(Stored records)
########################################

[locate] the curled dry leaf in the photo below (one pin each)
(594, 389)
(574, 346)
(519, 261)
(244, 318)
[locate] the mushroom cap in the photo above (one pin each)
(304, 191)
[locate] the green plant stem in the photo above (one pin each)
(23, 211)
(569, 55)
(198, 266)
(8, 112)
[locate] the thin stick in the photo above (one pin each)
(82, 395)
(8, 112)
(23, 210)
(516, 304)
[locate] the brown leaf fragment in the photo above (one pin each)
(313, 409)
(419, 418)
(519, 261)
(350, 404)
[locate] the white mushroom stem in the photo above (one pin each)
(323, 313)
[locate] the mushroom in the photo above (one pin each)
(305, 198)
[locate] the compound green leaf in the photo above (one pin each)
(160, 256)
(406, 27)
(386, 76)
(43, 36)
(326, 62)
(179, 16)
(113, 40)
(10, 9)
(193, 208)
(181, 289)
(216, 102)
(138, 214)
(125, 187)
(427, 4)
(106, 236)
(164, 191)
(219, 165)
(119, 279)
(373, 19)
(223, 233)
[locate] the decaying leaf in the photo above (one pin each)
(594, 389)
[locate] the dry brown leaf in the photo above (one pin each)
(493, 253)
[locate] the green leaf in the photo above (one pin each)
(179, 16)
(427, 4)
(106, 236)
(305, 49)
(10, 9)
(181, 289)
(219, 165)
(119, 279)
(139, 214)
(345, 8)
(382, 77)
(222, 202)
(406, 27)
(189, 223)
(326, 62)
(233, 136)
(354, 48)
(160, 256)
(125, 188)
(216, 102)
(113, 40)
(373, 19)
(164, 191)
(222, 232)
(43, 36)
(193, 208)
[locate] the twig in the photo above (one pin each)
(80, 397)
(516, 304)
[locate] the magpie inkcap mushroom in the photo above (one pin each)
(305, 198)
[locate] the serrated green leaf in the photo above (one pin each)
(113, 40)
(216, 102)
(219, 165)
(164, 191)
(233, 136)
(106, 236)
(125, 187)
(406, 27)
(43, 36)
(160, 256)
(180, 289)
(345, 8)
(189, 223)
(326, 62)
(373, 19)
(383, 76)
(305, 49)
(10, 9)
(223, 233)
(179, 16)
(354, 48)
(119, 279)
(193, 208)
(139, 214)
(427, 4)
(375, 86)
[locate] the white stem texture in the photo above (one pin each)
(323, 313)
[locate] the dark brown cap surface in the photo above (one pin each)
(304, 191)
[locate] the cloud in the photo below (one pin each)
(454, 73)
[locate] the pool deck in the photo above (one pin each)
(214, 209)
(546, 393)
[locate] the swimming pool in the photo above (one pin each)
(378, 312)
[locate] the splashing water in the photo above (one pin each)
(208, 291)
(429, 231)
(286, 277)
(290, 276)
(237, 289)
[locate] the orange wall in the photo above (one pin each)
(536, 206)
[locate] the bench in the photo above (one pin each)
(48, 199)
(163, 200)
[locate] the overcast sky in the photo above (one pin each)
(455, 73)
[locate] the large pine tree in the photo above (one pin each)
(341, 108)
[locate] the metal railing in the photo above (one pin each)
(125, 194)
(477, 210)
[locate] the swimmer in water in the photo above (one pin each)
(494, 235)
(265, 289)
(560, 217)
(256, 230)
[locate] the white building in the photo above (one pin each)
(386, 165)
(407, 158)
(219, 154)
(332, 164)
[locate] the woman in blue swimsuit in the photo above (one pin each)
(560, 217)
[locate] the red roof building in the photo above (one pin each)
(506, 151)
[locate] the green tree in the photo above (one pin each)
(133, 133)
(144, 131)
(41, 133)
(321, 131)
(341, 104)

########################################

- Exercise aim
Rescale the stretch of the data from the line containing "[locate] the green tree" through the end of the data, both ends included. Reproduce every line, requests included, and multiply each coordinate in the answers by 1.65, rounding to whole numbers with halves rounded up.

- Output of the task
[locate] the green tree in the photo above (one pin each)
(219, 219)
(238, 216)
(68, 219)
(530, 216)
(563, 172)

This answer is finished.